TEXT SHOWN:

######

I am creating this blog for some of the advanced SQL concepts which are generally not covered in normal blogs. So, if you are looking for some basic SQL tutorial, you can try other blogs like w3school and then come here for other concepts.
Windows Functions(aka Analytical SQL functions) –
A windows function runs a calculation on set of rows that are related to current row. A window can be defined using the over clause. The over clause can be used with –
- Partition By – Using this we can define the partition to form group of rows.
- Order By – Using this we can order the rows within a partition.
SELECT dept_name, emp_no, salary, avg(salary) OVER (PARTITION BY dept_name) FROM emp_salary;
–The above sql will calculate the average of salary by deptname. So, all rows with same deptname will have same avg salary.
The result will be similar to what you can expect from a group by clause with aggregate functions, but the major difference will be the number of rows. Group by will aggregate and reduce the number of rows, whereas the number of rows are not changed in the Partition by with Over clause.

######

AVAILABLE DATA:
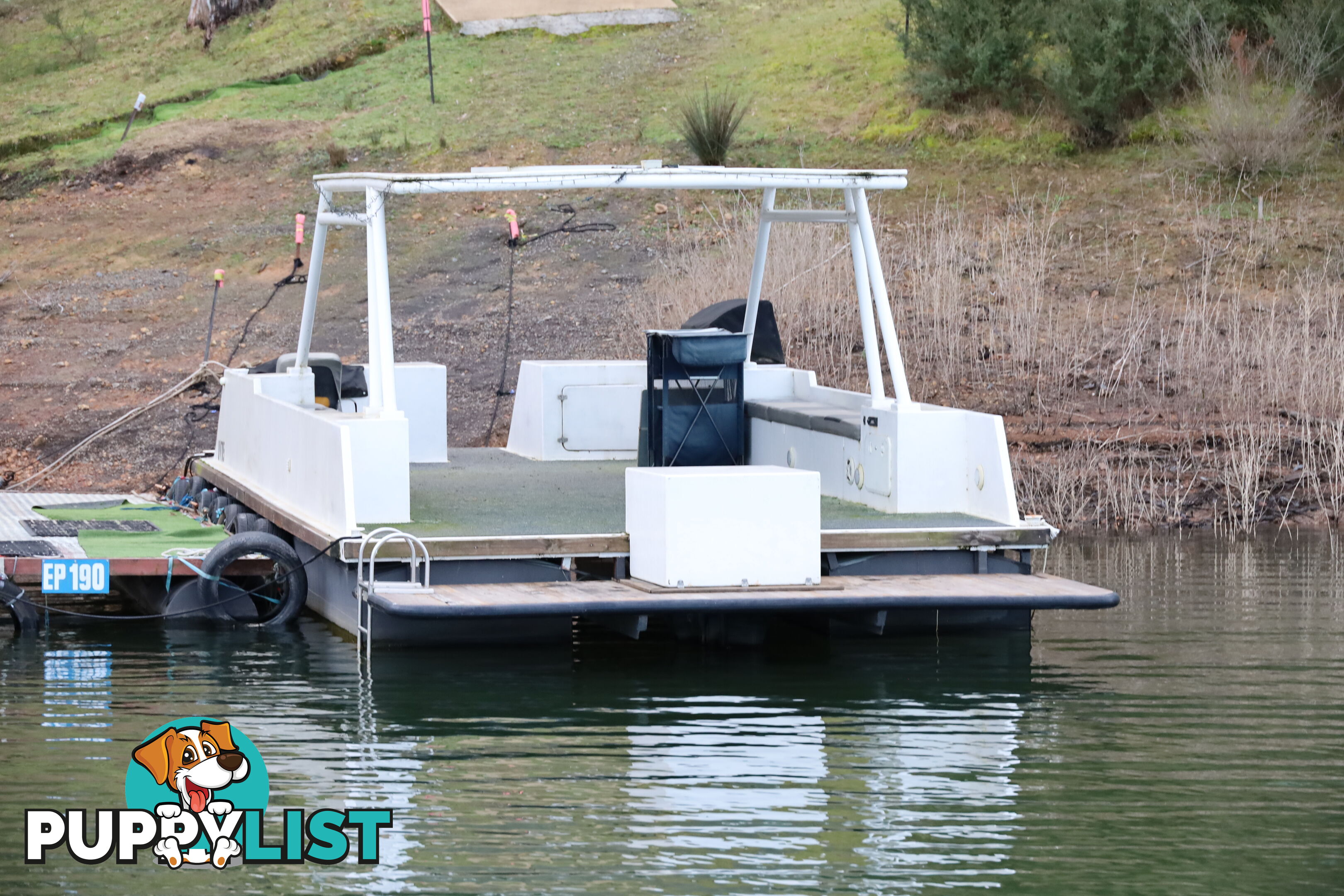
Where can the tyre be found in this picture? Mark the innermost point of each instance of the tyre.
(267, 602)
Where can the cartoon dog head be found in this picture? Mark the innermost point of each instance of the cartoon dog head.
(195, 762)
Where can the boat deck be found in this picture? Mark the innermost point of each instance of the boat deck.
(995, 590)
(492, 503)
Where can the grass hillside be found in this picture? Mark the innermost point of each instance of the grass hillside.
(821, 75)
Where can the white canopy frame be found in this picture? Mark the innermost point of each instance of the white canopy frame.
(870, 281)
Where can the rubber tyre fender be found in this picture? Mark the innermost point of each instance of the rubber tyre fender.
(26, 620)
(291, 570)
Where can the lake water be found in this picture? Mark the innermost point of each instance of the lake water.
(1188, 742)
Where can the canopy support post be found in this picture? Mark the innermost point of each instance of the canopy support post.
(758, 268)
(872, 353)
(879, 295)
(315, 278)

######

SET EXERCISE 1:
Please copy out the stretch of entries from the line containing "Where can the lake" through the end of the entries, word for word.
SET EXERCISE 2:
Continue the text on SQL window functions from the point where it stops.

REPLY 1:
Where can the lake water be found in this picture? Mark the innermost point of each instance of the lake water.
(1188, 742)
Where can the canopy support post be found in this picture? Mark the innermost point of each instance of the canopy support post.
(758, 268)
(872, 353)
(879, 295)
(315, 278)

REPLY 2:
The rows or range functions can also be used to determine the subset of rows within a partition. We need to specify the start and the end point with the rows and range functions.
-- specifies the entire result set from the partition
BETWEEN UNBOUNDED PRECEDING AND UNBOUNDED FOLLOWING
-- specifies 5 rows, starting 4 rows prior to the current row through the current row from the partition
BETWEEN 4 PRECEDING AND CURRENT ROW
-- specifies all of the rows from the current row to the end of the partition
BETWEEN CURRENT ROW AND UNBOUNDED FOLLOWING
-- specifies all of the rows from the start of the partition through the current row
UNBOUNDED PRECEDING
There may be use cases when you want to use data from preceding or following rows. In that case you can use LAG and LEAD. Just specify LAG(column_name, nth row)
Select employee_id, department_id, salary, lead(salary, 1,0) over (partition by department_id order by salary nulls last) next_salary, lag(salary, 1,0) over (partition by department_id order by salary nulls last) previous_salary from employees order by department_id;
You can use other aggregates similar to average with the OVER clause.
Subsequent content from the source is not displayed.